[Exercise] Carry none of the pictures over; write out the complete data exactly.

___ Rows

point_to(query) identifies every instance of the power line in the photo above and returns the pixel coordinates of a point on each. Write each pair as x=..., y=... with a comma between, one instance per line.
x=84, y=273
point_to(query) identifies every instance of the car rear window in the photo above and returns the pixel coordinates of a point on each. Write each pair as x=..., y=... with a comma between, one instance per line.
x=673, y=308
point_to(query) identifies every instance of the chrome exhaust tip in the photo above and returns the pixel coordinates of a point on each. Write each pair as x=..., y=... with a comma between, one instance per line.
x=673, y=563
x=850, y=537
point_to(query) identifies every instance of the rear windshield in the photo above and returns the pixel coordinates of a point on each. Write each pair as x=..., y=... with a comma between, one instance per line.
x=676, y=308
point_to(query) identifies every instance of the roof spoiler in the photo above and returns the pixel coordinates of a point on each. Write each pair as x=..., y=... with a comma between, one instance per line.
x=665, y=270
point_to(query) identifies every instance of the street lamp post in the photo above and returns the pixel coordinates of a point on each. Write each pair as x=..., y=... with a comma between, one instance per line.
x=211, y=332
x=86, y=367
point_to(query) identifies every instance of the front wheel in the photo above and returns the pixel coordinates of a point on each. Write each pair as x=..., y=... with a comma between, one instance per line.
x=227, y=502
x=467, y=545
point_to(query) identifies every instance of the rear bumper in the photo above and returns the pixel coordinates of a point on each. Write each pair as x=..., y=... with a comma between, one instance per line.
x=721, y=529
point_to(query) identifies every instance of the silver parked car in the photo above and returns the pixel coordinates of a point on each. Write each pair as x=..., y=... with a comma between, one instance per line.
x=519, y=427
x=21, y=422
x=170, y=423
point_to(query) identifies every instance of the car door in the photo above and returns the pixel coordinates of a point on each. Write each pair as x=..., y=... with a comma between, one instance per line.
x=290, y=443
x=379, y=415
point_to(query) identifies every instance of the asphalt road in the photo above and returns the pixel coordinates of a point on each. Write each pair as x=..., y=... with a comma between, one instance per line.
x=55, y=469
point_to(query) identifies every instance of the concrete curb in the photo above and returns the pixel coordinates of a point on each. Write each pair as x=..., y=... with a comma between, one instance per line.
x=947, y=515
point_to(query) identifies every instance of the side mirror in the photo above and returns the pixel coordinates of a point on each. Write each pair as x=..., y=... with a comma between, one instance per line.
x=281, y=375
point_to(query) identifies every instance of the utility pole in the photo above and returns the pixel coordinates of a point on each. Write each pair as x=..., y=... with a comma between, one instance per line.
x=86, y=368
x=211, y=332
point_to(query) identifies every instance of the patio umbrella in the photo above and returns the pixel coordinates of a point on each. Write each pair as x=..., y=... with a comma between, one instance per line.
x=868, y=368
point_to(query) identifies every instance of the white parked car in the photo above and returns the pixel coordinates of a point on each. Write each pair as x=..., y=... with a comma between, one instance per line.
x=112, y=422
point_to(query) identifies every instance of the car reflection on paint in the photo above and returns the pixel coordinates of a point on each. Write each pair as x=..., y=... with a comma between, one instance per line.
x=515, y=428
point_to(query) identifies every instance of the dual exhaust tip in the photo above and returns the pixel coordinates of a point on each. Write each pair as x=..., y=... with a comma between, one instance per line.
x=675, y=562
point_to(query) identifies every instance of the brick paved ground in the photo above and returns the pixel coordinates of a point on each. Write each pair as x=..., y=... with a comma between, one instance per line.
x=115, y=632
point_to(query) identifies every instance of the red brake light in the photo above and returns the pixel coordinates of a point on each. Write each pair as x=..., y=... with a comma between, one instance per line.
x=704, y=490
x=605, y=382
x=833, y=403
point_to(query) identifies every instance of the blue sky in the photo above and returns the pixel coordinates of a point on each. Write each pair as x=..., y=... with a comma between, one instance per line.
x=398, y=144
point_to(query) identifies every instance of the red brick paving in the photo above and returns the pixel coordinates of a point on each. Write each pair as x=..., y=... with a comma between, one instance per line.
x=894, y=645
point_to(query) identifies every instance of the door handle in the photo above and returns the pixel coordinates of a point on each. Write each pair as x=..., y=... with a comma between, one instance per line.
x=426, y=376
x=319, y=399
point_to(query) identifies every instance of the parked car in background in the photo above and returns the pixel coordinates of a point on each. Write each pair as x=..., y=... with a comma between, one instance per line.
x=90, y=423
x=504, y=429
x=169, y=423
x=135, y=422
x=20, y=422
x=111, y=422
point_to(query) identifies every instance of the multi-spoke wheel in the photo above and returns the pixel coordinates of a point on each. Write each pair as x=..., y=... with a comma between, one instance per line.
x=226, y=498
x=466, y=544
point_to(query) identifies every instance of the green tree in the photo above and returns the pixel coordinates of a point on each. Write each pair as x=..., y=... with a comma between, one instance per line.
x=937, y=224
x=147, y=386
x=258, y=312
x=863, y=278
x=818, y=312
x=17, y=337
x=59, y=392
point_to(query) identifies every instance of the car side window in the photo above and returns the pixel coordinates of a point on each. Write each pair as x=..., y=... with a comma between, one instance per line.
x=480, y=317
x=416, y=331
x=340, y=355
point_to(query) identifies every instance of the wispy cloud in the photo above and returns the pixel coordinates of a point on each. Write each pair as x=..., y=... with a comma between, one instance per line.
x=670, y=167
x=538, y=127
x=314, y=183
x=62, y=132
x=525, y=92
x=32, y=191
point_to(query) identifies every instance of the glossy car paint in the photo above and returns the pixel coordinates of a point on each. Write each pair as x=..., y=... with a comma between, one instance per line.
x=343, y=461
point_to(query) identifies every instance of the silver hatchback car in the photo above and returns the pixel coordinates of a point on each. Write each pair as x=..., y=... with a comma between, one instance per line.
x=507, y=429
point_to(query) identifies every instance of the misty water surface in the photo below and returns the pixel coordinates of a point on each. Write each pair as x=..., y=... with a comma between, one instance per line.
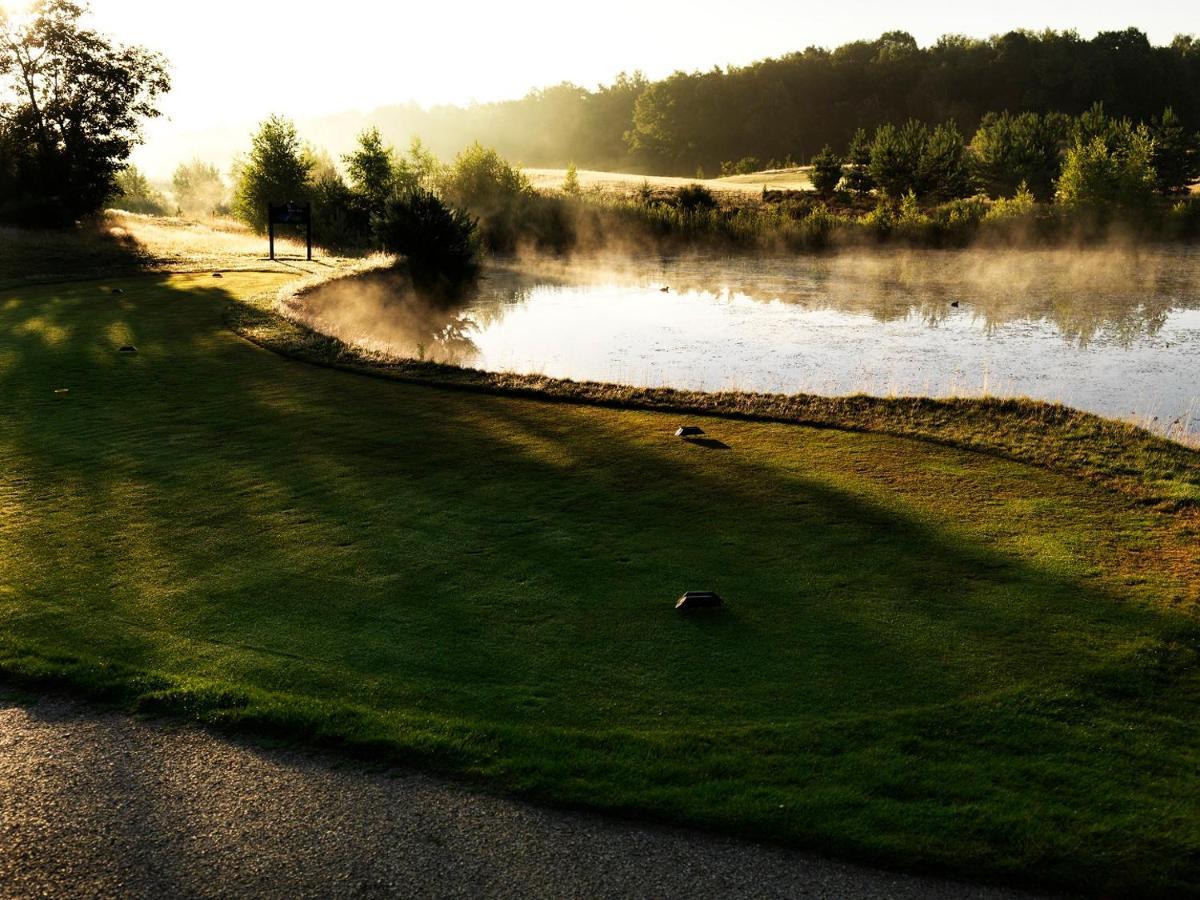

______

[Response below]
point_to(query) identifies every instance of the power line in the photo above and returns the pixel coordinates of a point on each. Write each pair as x=..., y=... with a comma between, one instance per line.
x=84, y=273
point_to(query) identifies every instance of the car rear window in the photo above and returns the pixel coordinates of a point on each. Write each pair as x=..., y=... with a comma between, one instance per line.
x=673, y=308
point_to(query) identifies every instance of the chrome exhaust tip in the photo above and returns the pixel coordinates of a point on each. Write each pair as x=..., y=... with a comma between, one instance per line.
x=673, y=563
x=850, y=537
point_to(query) identifies every instance of the rear windshield in the photo above and returns the pixel coordinates of a point on each. Write each pair as x=..., y=... with a comma between, one instance per line.
x=676, y=308
point_to(query) identifies every instance of the roof spoiler in the photo above and returns the pixel coordinates of a point on each. Write each pair as x=..., y=... with a comma between, one instance per line.
x=665, y=270
point_to(query) identifies every instance of the street lamp post in the photo above and returns the pixel coordinates of a point on each. Write each pair as x=..., y=... with a comma between, one instance per line.
x=211, y=332
x=86, y=367
point_to(query) identifies every instance of the front wheel in the photo above and returns the pixel coordinates of a point on each. Write each pair as x=..., y=... with a comma between, one instance per line.
x=227, y=502
x=467, y=545
point_to(query) identifies every instance of the rear bumper in the photo above and returns the pixel coordinates of a point on each. Write each pair as x=..., y=... with a comma between, one instance per line.
x=721, y=529
point_to(query) identifies every instance of the silver parked car in the photo above and returns the pixel coordinates of a point on each. Write each pair as x=..., y=... with a comma between, one instance per line.
x=519, y=427
x=21, y=422
x=170, y=423
point_to(query) identifies every instance of the car door in the photo above and returns the pixel coordinates of a point on each. Write each pair as x=..., y=... with a comma between, one instance per line.
x=290, y=443
x=379, y=415
point_to(query) identifies every instance of the asphalt road in the photo above and returns the pixel coordinates of a point on each. Write each pair as x=..., y=... with a comma between, one instance per line.
x=55, y=469
point_to(query) identifies every instance of the concrete curb in the photo above and returns the pixel coordinates of a point on each. Write each pair as x=..., y=... with a comma between, one instance per line.
x=947, y=515
point_to(query) identifies every instance of the side mirror in the photo above and returns the pixel coordinates of a point on each. Write each pair as x=..., y=... with a comma between, one instance per line.
x=281, y=375
point_to(query) identifies every instance of the utility pole in the photo above and returns the pixel coordinates of a point on each. Write each pair as x=..., y=... with a comma between, one instance per line.
x=86, y=368
x=211, y=332
point_to(query) identifies every instance of the patio umbrella in the photo above and returns the pixel coordinates of a point on each. Write each pair as x=..., y=... with a comma between, one instance per line.
x=868, y=368
point_to(query) identifies every instance of the white parked car in the photo above and returns the pixel coordinates of a point on each. Write each pair as x=..., y=... with a comma between, one instance per line.
x=112, y=422
point_to(query) identifies every instance of the car reflection on paint in the photo above and returns the pixel coordinates of a point on each. Write each pair as x=..., y=... with a comma between, one instance per line.
x=515, y=428
point_to(query) identifies every instance of the dual exhaust tip in the photo above and returns the pixel coordinates of a point on each. Write each pair as x=..., y=... with a comma between, one instance per line.
x=675, y=562
point_to(query) identifies every instance of the brick paved ground in the photo above and returns the pixel coordinates of a point on each. Write each pair as x=..., y=... with a comma between, one instance per line.
x=115, y=632
point_to(query) identifies every instance of the red brake light in the photo above and returns the pixel coordinates of a point on each. Write each pair as x=..., y=... with a comma between, one instance per line.
x=704, y=490
x=605, y=382
x=833, y=403
point_to(query) identifies every instance of the blue sky in the photo above and returns the pixel coordinates of a point on each. Write each pair as x=..., y=... with a comma between, one instance per line.
x=398, y=144
point_to(query) identifies every instance of the red brick paving in the photo above and returns the pixel coordinates of a point on each. Write each pair as x=..., y=... with a comma between, one instance per line.
x=894, y=645
point_to(query) identifies every instance of the door handle in the photo above and returns the pixel coordinates of a point on each. Write each pair as x=..., y=... with a comma between, one instance per line.
x=426, y=376
x=319, y=399
point_to(query) identifies every instance of the parked car in background in the photo above and returns the pixel coordinates of a point on each. Write each pair as x=..., y=... with a comma between, one instance per line.
x=90, y=423
x=504, y=429
x=169, y=423
x=135, y=422
x=20, y=422
x=111, y=422
point_to(query) identifies every instance of the multi-spoke wheel in the photo above and returns the pixel coordinates of a point on each. Write each pair as x=..., y=... with a comma between, one instance per line.
x=226, y=498
x=466, y=544
point_to(query) identifies every instance of the green tree in the photo above and returns the pixel coordinates of a point on each. Write each pair as x=..., y=... with a comma between, one instance per line.
x=937, y=224
x=147, y=386
x=258, y=312
x=863, y=278
x=818, y=312
x=17, y=337
x=59, y=392
point_to(query) identifies every instance of the car side window in the photo above and returns the pixel coordinates of a point on each. Write each pair as x=..., y=... with a comma between, one instance per line.
x=480, y=317
x=416, y=331
x=340, y=355
point_to(query) identifies every instance of the wispy cloud in the photo above and returns the pixel coordinates of a point on each. Write each pair as x=..., y=... with a comma between, one instance per line.
x=670, y=167
x=538, y=127
x=314, y=183
x=62, y=132
x=525, y=92
x=32, y=191
point_to(query) identifies every instance of the glossy car paint in the photo above and returns the pixel coordinates of a point on each. Write each pair as x=..., y=... with a comma between, one instance per line.
x=343, y=461
point_to(query) identifies every instance of the silver hatchback car in the photo above and returns the pixel coordinates of a point on each. Write each pair as x=..., y=... with a comma between, one instance per line.
x=507, y=429
point_to(query) identifies every instance of the misty water surface in the photo below and returns the pixel coordinates of a point on each. Write each pair as x=..., y=... with a comma between, one instance per line.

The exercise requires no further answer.